◆ **PAGE EXCERPT**:
Content starts

I’m not suggesting that we all stop worrying about our blood sugars, or that we shouldn’t take diabetes seriously. But we live with this disease every single day, and we’re going to keep living with it — and dealing with its daily hassles — for years to come. Given that… aren’t we going to drive ourselves crazy if we don’t laugh about it? Martin at Diabetically Speaking recently wrote a moving post about diabetes burnout and quoted Bill Cosby: “Once you find laughter, no matter how painful your situation might be, you can survive it.” Laughing at diabetes, even when it isn’t funny, helps me to live with it and keep on going.
Laughing at diabetes also gets me in Time magazine. Check out the scan, courtesy of the official Laughter Yoga website, and you can spot me in the bottom row, second from right (along with two other pics, but they’re a bit trickier). Ha ha HA!

Content ends

◆ **MATERIAL SUPPLIED**:
Content starts

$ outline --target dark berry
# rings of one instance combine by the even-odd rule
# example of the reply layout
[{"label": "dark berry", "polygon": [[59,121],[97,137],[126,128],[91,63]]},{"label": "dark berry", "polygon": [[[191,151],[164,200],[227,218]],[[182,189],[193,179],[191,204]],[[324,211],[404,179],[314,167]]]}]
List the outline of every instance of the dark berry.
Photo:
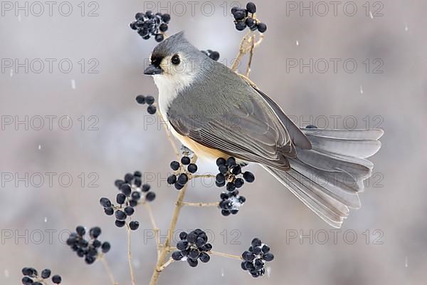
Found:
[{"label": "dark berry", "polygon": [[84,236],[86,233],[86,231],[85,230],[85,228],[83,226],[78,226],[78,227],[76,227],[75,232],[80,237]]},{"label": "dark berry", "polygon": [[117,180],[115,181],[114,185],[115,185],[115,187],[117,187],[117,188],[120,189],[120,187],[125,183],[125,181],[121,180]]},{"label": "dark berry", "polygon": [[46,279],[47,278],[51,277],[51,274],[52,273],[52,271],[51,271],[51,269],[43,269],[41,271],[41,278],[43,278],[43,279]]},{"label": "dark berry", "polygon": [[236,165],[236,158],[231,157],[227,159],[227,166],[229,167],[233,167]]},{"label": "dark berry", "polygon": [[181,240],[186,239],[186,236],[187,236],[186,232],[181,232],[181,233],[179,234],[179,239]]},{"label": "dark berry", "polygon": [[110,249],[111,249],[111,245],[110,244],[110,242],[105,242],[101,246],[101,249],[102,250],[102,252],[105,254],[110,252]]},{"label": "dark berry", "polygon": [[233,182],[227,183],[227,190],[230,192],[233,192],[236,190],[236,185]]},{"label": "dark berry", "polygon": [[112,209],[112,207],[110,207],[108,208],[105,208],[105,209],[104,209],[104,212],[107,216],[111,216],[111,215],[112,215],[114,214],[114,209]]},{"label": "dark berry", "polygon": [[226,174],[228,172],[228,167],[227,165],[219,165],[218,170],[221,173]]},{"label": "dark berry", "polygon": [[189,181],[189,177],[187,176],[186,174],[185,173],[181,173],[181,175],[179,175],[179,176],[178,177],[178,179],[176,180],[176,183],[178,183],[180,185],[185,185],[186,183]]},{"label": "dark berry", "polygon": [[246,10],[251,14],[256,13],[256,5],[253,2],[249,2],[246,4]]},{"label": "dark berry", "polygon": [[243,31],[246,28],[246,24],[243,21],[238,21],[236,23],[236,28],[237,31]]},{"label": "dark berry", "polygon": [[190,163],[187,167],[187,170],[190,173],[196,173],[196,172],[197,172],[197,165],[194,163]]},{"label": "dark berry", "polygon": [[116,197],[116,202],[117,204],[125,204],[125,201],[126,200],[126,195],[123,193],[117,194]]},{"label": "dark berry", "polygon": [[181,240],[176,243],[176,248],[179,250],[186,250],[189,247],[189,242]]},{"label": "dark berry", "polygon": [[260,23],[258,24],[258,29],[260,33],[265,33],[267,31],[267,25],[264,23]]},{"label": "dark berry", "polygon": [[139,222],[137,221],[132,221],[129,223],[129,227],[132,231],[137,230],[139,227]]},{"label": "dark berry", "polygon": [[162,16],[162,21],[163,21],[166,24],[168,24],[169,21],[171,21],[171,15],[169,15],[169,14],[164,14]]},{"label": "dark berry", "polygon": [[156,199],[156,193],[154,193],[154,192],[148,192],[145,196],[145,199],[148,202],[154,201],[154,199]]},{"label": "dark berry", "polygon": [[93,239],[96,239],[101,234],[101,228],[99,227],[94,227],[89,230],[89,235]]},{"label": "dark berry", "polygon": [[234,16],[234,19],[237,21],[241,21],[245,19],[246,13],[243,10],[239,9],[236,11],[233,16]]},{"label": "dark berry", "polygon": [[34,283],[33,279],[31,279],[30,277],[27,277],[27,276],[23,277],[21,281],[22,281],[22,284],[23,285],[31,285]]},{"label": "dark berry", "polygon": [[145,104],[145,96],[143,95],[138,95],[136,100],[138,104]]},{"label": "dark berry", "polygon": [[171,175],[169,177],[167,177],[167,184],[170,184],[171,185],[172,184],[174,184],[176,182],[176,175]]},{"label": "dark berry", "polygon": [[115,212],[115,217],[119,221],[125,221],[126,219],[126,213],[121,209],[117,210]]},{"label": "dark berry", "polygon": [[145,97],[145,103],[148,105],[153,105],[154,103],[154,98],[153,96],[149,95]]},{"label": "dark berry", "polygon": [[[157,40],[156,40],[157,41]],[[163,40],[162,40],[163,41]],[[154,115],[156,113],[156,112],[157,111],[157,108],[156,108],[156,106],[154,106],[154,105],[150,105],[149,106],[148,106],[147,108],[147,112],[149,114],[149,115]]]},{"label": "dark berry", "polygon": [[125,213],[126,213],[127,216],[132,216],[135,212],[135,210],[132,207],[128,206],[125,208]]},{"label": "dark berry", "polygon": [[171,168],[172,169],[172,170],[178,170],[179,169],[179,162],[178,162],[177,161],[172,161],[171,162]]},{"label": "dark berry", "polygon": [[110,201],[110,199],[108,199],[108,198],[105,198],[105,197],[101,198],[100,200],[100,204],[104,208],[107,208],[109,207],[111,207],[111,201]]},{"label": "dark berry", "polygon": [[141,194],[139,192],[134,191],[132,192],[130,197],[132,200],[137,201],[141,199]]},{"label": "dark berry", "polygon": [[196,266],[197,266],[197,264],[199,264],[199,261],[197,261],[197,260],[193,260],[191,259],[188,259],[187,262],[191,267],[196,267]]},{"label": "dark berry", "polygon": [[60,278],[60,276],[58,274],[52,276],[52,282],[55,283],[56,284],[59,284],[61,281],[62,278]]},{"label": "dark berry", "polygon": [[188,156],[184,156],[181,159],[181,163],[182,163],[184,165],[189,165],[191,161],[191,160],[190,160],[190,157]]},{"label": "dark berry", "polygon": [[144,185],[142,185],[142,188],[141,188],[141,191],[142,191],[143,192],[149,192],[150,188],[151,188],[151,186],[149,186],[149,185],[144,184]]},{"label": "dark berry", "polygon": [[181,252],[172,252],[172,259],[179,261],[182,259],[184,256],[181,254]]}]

Content ends

Reproduce the whole post about laughing at diabetes word for word, from its first sentence to its last.

◆ **YOUR SOLUTION**:
I’m not suggesting that we all stop worrying about our blood sugars, or that we shouldn’t take diabetes seriously. But we live with this disease every single day, and we’re going to keep living with it — and dealing with its daily hassles — for years to come. Given that… aren’t we going to drive ourselves crazy if we don’t laugh about it? Martin at Diabetically Speaking recently wrote a moving post about diabetes burnout and quoted Bill Cosby: “Once you find laughter, no matter how painful your situation might be, you can survive it.” Laughing at diabetes, even when it isn’t funny, helps me to live with it and keep on going.
Laughing at diabetes also gets me in Time magazine. Check out the scan, courtesy of the official Laughter Yoga website, and you can spot me in the bottom row, second from right (along with two other pics, but they’re a bit trickier). Ha ha HA!